### What to work on:
Which lines in the rows below contain the word "woman"? Show each of them in full.

### Records shown:
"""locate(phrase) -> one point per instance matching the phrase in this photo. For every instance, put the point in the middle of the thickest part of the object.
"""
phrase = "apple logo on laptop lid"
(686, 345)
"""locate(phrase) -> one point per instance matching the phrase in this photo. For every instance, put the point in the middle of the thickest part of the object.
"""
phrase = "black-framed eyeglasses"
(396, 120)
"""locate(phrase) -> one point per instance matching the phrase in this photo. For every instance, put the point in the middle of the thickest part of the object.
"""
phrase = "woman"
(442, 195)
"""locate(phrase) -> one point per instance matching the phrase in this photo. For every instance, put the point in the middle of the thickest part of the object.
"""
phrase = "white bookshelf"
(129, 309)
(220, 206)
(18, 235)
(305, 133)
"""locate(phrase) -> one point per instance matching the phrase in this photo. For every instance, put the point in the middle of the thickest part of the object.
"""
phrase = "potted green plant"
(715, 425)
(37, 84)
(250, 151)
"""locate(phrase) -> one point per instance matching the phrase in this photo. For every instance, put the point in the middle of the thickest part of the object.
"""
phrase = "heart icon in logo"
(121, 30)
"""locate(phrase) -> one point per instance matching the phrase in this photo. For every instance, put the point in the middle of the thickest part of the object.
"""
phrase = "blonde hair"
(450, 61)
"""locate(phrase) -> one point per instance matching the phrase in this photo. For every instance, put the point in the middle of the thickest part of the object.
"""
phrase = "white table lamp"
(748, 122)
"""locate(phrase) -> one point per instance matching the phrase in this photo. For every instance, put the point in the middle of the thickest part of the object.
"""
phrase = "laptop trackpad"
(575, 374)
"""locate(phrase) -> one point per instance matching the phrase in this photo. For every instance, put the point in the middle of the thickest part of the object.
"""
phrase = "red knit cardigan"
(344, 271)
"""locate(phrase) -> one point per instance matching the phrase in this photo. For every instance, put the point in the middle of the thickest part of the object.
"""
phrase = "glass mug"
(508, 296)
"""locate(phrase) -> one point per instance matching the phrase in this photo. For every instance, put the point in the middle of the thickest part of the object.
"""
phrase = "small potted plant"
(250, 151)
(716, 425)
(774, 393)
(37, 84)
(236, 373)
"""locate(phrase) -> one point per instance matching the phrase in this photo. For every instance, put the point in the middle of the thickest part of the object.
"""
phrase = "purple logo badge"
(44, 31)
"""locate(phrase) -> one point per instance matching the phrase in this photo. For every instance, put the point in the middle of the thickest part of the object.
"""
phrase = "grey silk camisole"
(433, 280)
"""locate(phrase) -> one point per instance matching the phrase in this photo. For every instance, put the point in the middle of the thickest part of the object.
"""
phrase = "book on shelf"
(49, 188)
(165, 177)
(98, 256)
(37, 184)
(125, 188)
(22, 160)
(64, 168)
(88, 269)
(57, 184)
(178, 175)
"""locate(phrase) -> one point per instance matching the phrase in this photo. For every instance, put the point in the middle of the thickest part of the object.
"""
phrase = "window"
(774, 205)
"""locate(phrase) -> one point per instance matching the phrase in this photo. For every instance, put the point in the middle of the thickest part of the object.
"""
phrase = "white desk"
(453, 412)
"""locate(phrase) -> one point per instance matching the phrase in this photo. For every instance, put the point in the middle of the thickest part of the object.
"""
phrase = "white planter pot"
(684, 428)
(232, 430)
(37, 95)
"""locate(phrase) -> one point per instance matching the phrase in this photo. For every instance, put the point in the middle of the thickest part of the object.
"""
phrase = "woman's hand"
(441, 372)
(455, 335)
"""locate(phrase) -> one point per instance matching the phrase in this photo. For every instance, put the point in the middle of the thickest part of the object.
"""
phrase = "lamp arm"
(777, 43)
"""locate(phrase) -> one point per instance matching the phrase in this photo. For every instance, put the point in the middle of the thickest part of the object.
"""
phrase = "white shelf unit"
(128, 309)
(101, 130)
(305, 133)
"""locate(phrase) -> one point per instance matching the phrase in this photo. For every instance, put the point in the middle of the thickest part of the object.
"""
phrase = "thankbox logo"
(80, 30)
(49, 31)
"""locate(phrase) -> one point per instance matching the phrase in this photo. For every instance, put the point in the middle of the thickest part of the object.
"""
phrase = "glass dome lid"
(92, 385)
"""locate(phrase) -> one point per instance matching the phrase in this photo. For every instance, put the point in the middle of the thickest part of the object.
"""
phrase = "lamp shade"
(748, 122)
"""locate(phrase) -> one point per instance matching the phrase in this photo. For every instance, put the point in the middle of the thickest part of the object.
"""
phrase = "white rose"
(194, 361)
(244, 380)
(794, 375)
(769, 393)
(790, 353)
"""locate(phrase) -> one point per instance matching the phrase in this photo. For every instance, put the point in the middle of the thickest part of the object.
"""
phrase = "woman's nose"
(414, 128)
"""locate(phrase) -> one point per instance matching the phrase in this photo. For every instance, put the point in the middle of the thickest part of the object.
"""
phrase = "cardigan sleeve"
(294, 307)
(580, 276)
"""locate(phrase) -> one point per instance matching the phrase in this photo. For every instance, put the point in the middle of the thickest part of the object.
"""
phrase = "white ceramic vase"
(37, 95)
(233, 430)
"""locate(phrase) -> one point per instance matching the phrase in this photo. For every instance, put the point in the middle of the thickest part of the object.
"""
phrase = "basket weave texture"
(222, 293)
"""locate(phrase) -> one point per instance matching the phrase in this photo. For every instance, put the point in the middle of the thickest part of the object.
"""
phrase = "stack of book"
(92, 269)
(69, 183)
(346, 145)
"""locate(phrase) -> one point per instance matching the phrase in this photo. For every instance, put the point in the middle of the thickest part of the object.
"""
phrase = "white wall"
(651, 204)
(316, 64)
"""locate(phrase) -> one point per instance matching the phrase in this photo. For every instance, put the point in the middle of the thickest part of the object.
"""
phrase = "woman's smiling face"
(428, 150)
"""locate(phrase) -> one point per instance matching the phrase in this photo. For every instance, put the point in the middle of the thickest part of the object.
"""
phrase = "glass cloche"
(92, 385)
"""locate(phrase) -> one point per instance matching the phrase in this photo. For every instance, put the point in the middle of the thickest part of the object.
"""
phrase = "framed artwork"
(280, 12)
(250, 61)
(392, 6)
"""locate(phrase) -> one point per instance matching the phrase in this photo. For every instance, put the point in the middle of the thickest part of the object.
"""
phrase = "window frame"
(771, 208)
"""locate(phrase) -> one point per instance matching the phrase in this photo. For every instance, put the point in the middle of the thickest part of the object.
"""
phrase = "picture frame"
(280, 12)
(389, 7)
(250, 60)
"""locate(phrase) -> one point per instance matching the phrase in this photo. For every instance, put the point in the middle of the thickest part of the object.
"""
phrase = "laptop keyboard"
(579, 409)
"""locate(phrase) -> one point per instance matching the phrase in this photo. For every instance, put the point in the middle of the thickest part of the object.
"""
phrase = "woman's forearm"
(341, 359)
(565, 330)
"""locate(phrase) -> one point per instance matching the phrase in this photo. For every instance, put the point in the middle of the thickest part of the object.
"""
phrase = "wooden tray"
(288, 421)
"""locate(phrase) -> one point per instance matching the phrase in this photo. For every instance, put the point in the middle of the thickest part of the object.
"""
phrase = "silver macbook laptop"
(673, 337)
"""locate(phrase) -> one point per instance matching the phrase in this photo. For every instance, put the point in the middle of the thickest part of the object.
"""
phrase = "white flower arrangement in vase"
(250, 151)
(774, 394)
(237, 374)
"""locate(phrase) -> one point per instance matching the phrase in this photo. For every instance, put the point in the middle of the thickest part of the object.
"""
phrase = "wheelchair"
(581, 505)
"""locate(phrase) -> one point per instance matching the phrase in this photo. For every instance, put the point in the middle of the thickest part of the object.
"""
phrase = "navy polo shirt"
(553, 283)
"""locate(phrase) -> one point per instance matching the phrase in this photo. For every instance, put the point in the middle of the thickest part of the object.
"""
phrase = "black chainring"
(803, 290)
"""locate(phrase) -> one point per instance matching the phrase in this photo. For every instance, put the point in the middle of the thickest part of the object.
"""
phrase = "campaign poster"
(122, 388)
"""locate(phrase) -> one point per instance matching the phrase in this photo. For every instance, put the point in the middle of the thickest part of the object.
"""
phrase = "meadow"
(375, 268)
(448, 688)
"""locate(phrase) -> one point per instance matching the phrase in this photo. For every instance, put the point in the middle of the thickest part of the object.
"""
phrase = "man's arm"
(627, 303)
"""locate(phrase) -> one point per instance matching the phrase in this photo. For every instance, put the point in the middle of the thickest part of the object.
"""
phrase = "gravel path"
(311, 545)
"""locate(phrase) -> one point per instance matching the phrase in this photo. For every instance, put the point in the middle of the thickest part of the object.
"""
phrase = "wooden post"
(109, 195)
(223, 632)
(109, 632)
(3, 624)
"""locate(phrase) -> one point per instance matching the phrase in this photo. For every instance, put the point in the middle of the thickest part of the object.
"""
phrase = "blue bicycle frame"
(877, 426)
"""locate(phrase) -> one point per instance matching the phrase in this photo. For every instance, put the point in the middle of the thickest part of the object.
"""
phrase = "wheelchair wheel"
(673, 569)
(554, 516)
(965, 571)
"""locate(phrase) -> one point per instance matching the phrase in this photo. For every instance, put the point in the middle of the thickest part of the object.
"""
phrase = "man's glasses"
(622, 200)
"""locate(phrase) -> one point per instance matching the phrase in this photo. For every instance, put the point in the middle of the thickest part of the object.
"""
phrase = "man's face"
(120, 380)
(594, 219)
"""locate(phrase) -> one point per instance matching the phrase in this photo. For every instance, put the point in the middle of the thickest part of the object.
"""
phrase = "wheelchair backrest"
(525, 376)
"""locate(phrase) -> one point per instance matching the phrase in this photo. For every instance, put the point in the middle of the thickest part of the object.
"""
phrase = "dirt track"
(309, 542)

### Result:
phrase = "woman"
phrase = "woman's hand"
phrase = "woman's nose"
phrase = "woman's smiling face"
phrase = "woman's forearm"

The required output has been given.